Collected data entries

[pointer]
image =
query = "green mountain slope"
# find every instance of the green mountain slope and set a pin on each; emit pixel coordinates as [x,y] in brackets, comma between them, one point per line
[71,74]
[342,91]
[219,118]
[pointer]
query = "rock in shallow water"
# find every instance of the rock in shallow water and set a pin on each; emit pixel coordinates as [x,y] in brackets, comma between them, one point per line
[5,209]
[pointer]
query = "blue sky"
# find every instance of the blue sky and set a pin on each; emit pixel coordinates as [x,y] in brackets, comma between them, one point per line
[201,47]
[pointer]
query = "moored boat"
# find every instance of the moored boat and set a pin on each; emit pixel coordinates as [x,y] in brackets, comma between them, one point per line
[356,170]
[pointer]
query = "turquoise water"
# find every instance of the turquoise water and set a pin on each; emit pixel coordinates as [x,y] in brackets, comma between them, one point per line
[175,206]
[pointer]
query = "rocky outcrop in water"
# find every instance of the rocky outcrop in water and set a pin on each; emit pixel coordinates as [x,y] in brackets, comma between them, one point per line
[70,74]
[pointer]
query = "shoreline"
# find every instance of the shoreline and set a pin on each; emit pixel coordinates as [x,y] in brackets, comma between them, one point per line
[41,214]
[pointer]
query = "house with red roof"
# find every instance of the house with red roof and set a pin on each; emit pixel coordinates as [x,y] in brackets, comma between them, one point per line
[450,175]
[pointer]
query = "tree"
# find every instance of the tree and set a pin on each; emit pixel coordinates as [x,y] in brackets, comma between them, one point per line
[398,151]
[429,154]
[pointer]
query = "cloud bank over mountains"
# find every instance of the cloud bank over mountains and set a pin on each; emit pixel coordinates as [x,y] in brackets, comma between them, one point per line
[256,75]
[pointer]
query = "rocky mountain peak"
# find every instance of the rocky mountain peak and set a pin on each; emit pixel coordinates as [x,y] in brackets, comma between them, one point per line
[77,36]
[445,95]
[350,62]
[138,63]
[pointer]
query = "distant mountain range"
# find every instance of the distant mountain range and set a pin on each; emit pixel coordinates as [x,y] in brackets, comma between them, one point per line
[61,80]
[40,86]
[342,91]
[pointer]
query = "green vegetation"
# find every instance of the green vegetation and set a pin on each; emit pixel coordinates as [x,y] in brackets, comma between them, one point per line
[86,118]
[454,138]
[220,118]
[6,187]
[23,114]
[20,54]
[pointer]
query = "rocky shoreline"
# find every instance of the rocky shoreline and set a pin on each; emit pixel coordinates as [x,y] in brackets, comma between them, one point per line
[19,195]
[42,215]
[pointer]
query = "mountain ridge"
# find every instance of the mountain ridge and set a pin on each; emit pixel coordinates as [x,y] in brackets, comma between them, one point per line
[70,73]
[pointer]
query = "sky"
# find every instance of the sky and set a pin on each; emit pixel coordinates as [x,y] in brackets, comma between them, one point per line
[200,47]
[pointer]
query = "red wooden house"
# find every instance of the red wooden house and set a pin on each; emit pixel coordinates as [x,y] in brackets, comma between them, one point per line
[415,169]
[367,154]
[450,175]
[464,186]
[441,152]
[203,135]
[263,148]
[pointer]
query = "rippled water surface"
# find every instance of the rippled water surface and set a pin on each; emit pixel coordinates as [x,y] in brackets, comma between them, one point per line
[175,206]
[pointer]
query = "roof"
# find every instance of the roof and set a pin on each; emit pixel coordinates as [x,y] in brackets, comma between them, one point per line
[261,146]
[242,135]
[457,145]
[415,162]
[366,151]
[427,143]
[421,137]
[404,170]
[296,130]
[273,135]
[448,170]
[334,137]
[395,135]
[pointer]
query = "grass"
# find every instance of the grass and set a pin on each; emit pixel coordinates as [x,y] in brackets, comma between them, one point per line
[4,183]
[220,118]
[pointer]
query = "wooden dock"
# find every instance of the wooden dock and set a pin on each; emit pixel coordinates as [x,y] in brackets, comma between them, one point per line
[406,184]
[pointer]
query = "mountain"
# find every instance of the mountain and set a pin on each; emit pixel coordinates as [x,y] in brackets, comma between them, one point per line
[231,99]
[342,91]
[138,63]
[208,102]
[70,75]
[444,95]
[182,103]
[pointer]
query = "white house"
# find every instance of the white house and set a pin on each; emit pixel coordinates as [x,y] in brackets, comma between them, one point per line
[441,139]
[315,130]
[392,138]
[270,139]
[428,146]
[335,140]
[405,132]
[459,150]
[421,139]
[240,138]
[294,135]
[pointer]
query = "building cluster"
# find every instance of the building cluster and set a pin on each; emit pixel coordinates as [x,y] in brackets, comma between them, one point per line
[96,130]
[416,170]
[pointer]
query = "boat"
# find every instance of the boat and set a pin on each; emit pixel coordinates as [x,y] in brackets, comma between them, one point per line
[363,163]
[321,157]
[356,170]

WRITTEN REQUEST
Reproduce the entries above exactly.

TASK OUTPUT
[pointer]
image =
query = "green mountain slope"
# find every instance of the green mountain slope and set a pin on each; emit pixel coordinates as [x,y] in brackets, comma between them, one point per line
[71,74]
[342,91]
[219,118]
[pointer]
query = "rock in shallow water"
# find every instance of the rock in shallow water and set a pin on each; emit pixel coordinates as [x,y] in brackets, comma between them, one point per line
[5,209]
[pointer]
query = "blue sky"
# find every instance of the blue sky and set a pin on each; emit pixel coordinates as [x,y] in brackets, comma between them, one point per line
[201,47]
[pointer]
query = "moored boat"
# find every instance of the moored boat and set a pin on each; emit pixel coordinates as [x,y] in brackets, comma between them, one point per line
[356,170]
[pointer]
query = "turquoise water"
# find every instance of the turquoise water and set a pin on each; emit pixel coordinates as [x,y] in brackets, comma between them, one point per line
[175,206]
[pointer]
query = "rocky outcrop in water"
# find every instance of the rocky outcrop in water and set a pin on each; emit pixel coordinates as [x,y] in brackets, comma between them, one point per line
[70,74]
[pointer]
query = "shoreline"
# find every instance of the shoreline and set a pin on each; emit pixel coordinates as [x,y] in brackets, comma between them, one point per line
[41,214]
[pointer]
query = "house with red roof"
# find every instance of the house with red roof and set a pin on each; emit pixel coordinates as [x,y] in brackets, comma between them, one point per line
[450,175]
[pointer]
query = "tree"
# find every instance of the tree and set a pin on each; emit pixel coordinates as [x,y] in brackets, comma between them, one point per line
[398,151]
[429,154]
[pointer]
query = "cloud bank over mountains"
# find every instance of the cloud bank over mountains and set a pin on each; emit pixel coordinates as [x,y] in brackets, comma between them, one point per line
[256,75]
[pointer]
query = "rocky mountain peak"
# find every instance of the rocky mountain peak and set a pin on each; emit pixel coordinates as [x,y] in brackets, comma between them, one point per line
[77,36]
[445,95]
[350,62]
[138,63]
[pointer]
query = "distant mountain range"
# find every instance of the distant mountain range and set a pin on each; emit pixel coordinates as [x,y] in brackets, comma between them, one point per line
[61,80]
[40,86]
[342,91]
[pointer]
query = "green vegetation"
# find every instance of the green vegetation and set a pin on each; emit pixel coordinates as [x,y] in brackets, comma between them, one point per line
[86,118]
[454,138]
[220,118]
[6,187]
[23,114]
[20,54]
[pointer]
query = "rocky shoreline"
# find every instance of the rocky shoreline and set a pin on each; emit pixel coordinates as [x,y] in brackets, comma between them, one point per line
[19,195]
[42,215]
[pointer]
query = "mountain ridge"
# find every instance of the mountain ridge and set a pin on each; emit pixel coordinates as [x,y] in brackets, comma between them, one point per line
[70,73]
[pointer]
query = "sky"
# find every instance of the sky and set a pin on each; emit pixel coordinates as [x,y] in brackets, comma between them, one point per line
[200,47]
[pointer]
query = "red wooden house"
# find every instance of the red wooden house and set a pin on each; emit pixel coordinates as [x,y] in brackets, comma between them, one point per line
[415,169]
[367,154]
[450,175]
[464,186]
[441,152]
[203,135]
[263,148]
[pointer]
query = "rippled water surface"
# find every instance of the rippled water surface and set a pin on each; emit pixel coordinates as [x,y] in brackets, comma between them, one point per line
[175,206]
[pointer]
query = "roof"
# find every instance of the roof and set a pin on each; emit pixel coordinates as [x,y] in brackets, comma between them, one point per line
[261,146]
[242,135]
[457,145]
[415,162]
[366,151]
[427,143]
[421,137]
[404,170]
[296,130]
[273,135]
[448,170]
[334,137]
[395,135]
[pointer]
query = "grass"
# find every instance of the grass and set a pin on each; emit pixel coordinates as [x,y] in brackets, comma between them, one point per line
[4,183]
[220,118]
[pointer]
query = "wooden dock"
# find every instance of the wooden dock and set a pin on each; emit pixel coordinates as [x,y] in brackets, comma between them, one point per line
[406,184]
[pointer]
query = "mountain"
# find every instance of the mountain and set a pin on each; emit pixel coordinates as [x,y] in brackets, comma between them, one point per line
[231,99]
[342,91]
[138,63]
[208,102]
[70,75]
[444,95]
[182,103]
[pointer]
query = "white house"
# find every instance of the white house and set a pin on each; emit pixel coordinates as [x,y] in brackets, comma between them, one point per line
[441,139]
[315,130]
[392,138]
[270,139]
[428,146]
[335,140]
[405,132]
[459,150]
[421,139]
[240,138]
[294,135]
[pointer]
query = "building cluster"
# find every instance of the building cluster and set a pin on each; emit pixel coordinates as [x,y] in brackets, comma between them, one point per line
[96,130]
[416,170]
[pointer]
query = "boat"
# find every instance of the boat and set a pin on each; emit pixel coordinates as [x,y] in brackets, comma between them, one point per line
[363,163]
[321,157]
[356,170]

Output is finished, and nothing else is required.